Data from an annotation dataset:

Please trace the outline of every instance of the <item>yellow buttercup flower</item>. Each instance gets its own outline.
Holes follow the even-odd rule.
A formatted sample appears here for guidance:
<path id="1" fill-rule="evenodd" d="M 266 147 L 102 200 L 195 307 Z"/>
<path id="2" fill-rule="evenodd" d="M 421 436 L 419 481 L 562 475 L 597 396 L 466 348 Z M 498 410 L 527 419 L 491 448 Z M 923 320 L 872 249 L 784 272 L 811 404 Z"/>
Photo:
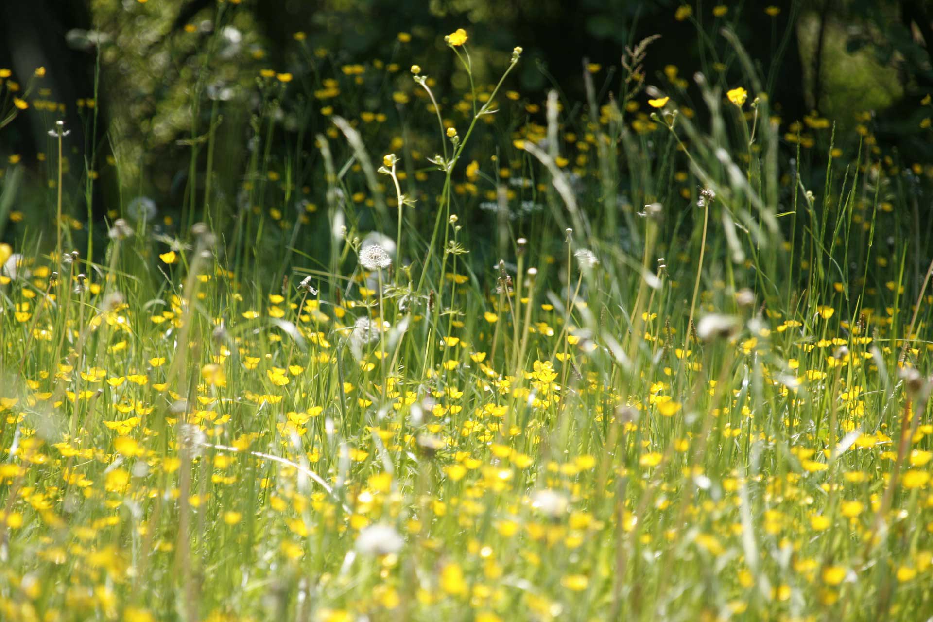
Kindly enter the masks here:
<path id="1" fill-rule="evenodd" d="M 466 36 L 466 31 L 463 28 L 457 28 L 455 31 L 447 35 L 447 43 L 452 46 L 462 46 L 466 43 L 466 39 L 468 38 L 469 37 Z"/>
<path id="2" fill-rule="evenodd" d="M 736 89 L 732 89 L 727 91 L 726 97 L 729 98 L 730 102 L 741 107 L 742 104 L 745 104 L 745 100 L 748 98 L 748 91 L 743 89 L 742 87 L 738 87 Z"/>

* SHORT TASK:
Arrange all of the data above as a numbered list of its lines, omitting blank lines. Leave the picture out of your answer.

* SOLUTION TO THE PROBLEM:
1. Please trace the outline of every instance of the <item>yellow buttercup flower</item>. Each instance gets its own outline.
2. Holes follow the even-odd rule.
3. A formatted sample appears here for guidance:
4. <path id="1" fill-rule="evenodd" d="M 266 147 L 102 200 L 195 307 Z"/>
5. <path id="2" fill-rule="evenodd" d="M 421 436 L 419 481 L 562 475 L 597 396 L 466 348 Z M 498 410 L 527 419 L 491 448 Z M 923 320 L 872 249 L 784 272 L 811 404 Z"/>
6. Photo:
7. Kindly enter the masks here:
8. <path id="1" fill-rule="evenodd" d="M 466 36 L 466 31 L 463 28 L 457 28 L 455 31 L 447 35 L 447 43 L 452 46 L 462 46 L 466 43 L 466 39 L 468 38 L 469 37 Z"/>
9. <path id="2" fill-rule="evenodd" d="M 736 89 L 732 89 L 727 91 L 726 97 L 729 98 L 730 102 L 741 107 L 742 104 L 745 104 L 745 100 L 748 98 L 748 91 L 743 89 L 742 87 L 738 87 Z"/>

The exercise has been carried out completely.